§ **Extracted records**:
►

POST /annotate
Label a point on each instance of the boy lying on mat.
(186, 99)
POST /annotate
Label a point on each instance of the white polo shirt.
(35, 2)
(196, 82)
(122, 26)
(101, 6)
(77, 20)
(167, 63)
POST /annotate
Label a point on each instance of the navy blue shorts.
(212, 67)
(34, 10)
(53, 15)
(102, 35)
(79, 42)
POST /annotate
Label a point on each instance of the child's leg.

◄
►

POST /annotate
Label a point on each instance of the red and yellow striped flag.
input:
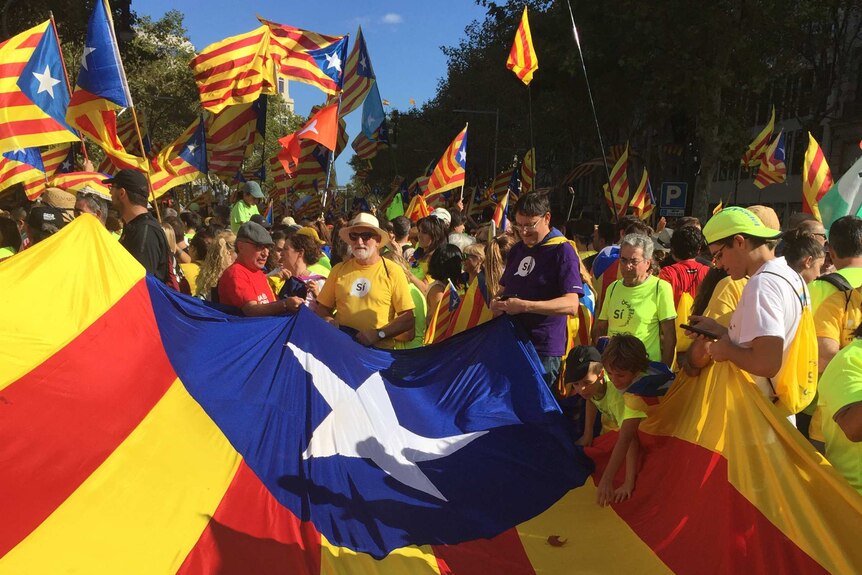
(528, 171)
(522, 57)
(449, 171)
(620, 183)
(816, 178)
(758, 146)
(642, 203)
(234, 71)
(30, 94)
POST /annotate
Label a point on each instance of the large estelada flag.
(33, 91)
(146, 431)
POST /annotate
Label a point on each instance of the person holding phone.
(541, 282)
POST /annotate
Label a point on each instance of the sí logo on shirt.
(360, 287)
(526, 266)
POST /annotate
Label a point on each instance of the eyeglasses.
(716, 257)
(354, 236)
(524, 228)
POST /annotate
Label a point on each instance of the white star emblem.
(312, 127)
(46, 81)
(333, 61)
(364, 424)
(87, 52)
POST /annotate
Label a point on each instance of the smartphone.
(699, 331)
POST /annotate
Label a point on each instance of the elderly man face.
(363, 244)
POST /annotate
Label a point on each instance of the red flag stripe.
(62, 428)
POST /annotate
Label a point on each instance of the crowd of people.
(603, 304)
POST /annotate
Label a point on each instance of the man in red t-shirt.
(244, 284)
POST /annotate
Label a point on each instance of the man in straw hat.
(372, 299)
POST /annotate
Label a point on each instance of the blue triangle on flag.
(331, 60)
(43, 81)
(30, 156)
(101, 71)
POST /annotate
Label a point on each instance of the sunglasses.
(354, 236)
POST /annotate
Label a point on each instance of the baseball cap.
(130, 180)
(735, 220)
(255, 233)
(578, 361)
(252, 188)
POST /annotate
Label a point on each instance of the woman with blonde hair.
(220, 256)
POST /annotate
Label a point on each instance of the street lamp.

◄
►

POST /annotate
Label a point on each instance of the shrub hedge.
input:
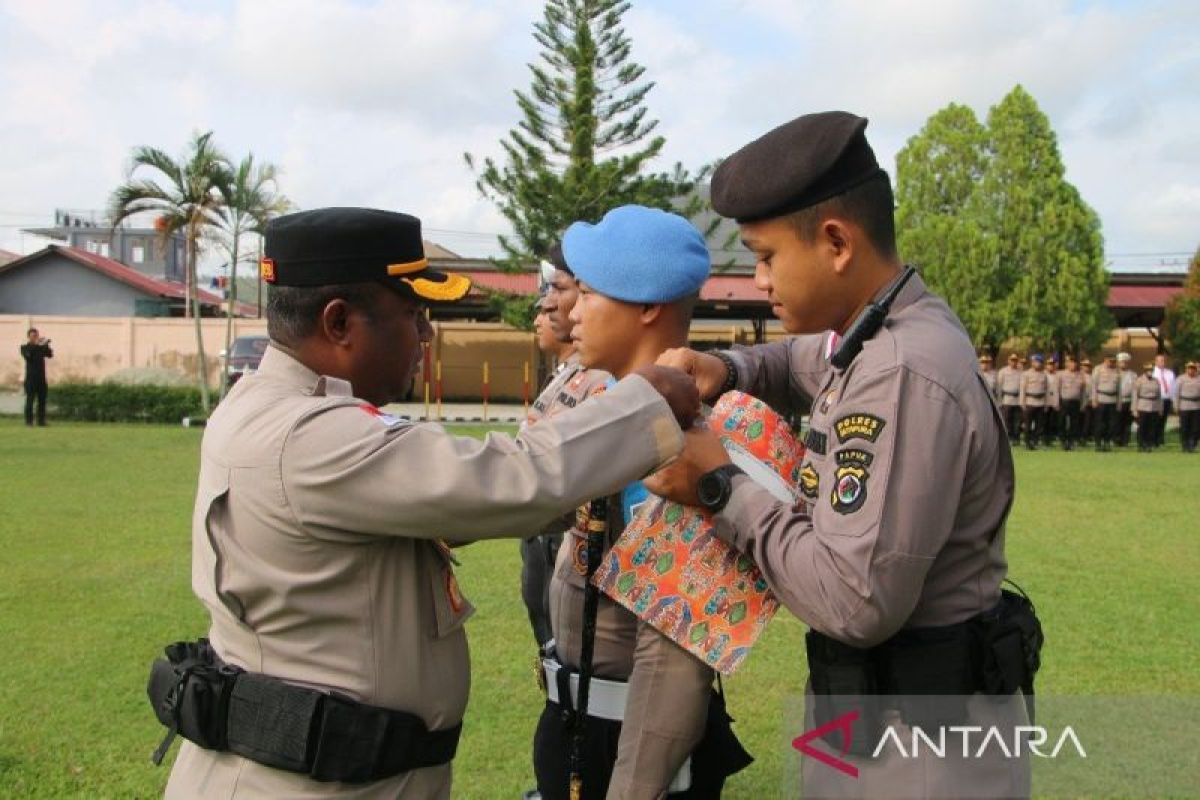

◄

List every line of the data above that contains the string "blue". Letter case counts, so a match must have the same capitalization.

Label a point on each instance of the navy blue shorts.
Label a point on each instance of the blue triangle on flag.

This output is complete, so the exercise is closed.